— TO DO —
Reproduce every line of the items below, requests included, scaling each point coordinate in the answers by 0.85 and rounding to the nearest whole number, with halves rounded up. Omit the pictures.

— DATA TO USE —

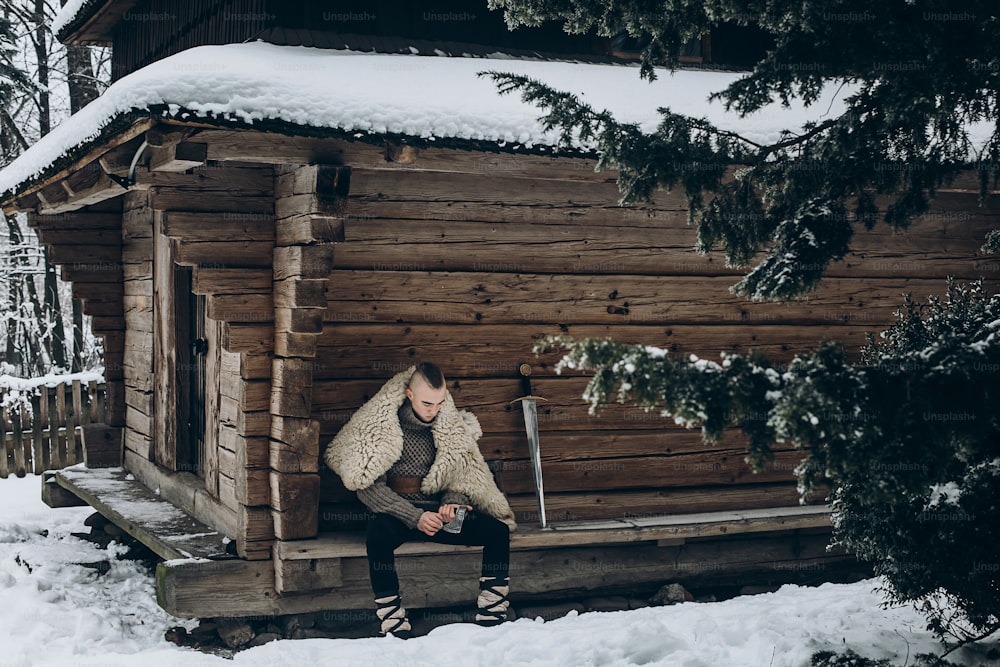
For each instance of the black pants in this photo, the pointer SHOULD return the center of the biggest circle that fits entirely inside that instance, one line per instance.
(385, 533)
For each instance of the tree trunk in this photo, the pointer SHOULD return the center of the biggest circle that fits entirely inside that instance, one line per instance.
(83, 89)
(81, 78)
(42, 60)
(53, 308)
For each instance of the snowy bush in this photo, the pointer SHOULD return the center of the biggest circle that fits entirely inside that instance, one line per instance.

— PROBLEM SOLUTION —
For each instance of the black pants in this photo, the pointer SHOULD return the center of the biggest circle that fits entirely inside that instance, one line per instance.
(327, 453)
For each instance of the tree trunk in this photo, the pointer SHOULD return the center of the biggest circle that fits entirely inside that instance, one line per instance.
(71, 76)
(69, 66)
(36, 51)
(45, 262)
For each instance of the snowy bush in this photo, the pointer SHOULD return the center of the biggest circle that fits entirely inside that instance, one line per instance.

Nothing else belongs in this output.